[Lines for bounding box labeling]
==================================================

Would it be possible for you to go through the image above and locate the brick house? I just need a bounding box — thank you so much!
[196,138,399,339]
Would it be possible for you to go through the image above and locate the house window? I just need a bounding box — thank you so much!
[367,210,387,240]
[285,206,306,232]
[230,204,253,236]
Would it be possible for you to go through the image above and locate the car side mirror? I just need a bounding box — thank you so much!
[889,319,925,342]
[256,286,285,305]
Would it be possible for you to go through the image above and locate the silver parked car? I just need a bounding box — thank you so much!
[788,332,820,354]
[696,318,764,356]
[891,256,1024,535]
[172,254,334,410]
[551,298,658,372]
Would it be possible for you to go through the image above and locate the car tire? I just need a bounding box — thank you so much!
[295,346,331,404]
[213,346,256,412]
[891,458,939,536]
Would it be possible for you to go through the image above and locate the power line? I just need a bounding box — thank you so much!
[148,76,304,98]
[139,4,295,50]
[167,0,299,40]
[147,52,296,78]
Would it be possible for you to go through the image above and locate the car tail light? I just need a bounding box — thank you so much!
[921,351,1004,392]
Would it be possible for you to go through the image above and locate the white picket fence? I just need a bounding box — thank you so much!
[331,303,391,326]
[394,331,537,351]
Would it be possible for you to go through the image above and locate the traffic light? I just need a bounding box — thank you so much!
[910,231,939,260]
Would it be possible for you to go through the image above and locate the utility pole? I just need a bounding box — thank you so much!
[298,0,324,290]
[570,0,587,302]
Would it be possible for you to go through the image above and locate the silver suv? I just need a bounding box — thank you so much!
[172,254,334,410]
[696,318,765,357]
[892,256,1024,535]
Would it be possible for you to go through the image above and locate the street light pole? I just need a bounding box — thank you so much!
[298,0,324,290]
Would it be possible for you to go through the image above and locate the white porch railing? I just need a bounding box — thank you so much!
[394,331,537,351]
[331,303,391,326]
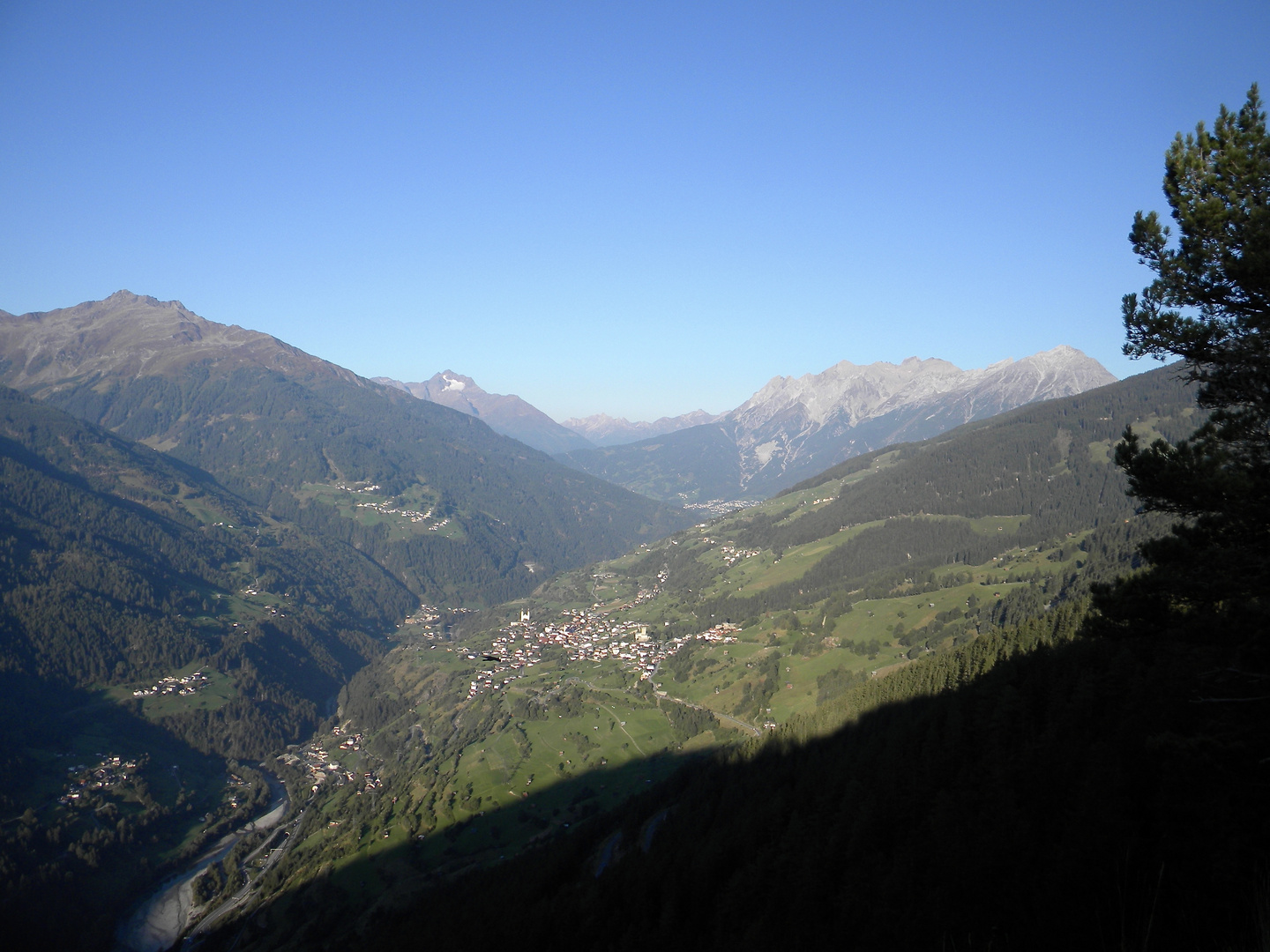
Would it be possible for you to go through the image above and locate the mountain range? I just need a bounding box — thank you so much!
[0,291,684,606]
[560,346,1115,502]
[370,370,592,456]
[564,410,720,447]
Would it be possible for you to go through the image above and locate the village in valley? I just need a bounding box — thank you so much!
[278,722,384,793]
[132,672,211,697]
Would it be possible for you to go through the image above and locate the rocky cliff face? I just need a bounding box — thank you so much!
[372,370,592,456]
[721,346,1115,487]
[561,346,1115,502]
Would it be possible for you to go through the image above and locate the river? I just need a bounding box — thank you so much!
[115,772,291,952]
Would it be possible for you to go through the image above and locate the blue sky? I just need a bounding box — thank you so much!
[0,0,1270,419]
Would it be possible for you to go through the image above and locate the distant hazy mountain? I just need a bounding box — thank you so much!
[564,410,719,447]
[370,370,593,456]
[560,346,1115,502]
[0,291,684,606]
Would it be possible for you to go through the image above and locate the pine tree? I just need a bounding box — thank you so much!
[1099,84,1270,637]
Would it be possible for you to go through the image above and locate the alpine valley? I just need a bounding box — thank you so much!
[0,292,1270,952]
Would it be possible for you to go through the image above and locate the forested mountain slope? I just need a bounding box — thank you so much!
[0,389,415,755]
[183,368,1235,949]
[0,291,682,604]
[0,387,418,948]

==================================================

REQUIREMENTS.
In the lines from the start through the one containing "[921,351,1004,392]", change "power line" to "electrical wire" and leave everything else as is. Give back only those lines.

IN RESPONSE.
Would it be possible for you to go through the image above and locate the brick house? I just need a bounding box — thank you so much!
[196,138,399,339]
Would it be possible for you to go through the image above and locate the house window? I just need a bounding box — thank you so much!
[367,210,387,240]
[285,206,306,232]
[230,204,253,236]
Would it be possible for you to go through the image above and locate the car side mirror? I just need a bounding box — thank you so much!
[889,319,925,342]
[256,286,285,305]
Would it be possible for you to go through the image above and locate the silver parked car? I just need a bounding box — thank you so much!
[788,332,820,354]
[696,318,764,356]
[891,256,1024,535]
[172,254,334,410]
[551,298,658,372]
Would it be possible for you to go through the image above and locate the car tire? I just need a bounding box — thank you so much!
[295,346,331,404]
[213,346,256,412]
[891,458,939,536]
Would it be possible for you to go through the image above and locate the electrical wire? I just need a bounding box — thank you so much!
[148,76,304,98]
[139,4,295,50]
[167,0,299,40]
[147,52,296,78]
Would it be possible for you to go through the image above and locate the car tail light? I just need a bounding box — thank you so much!
[921,351,1004,392]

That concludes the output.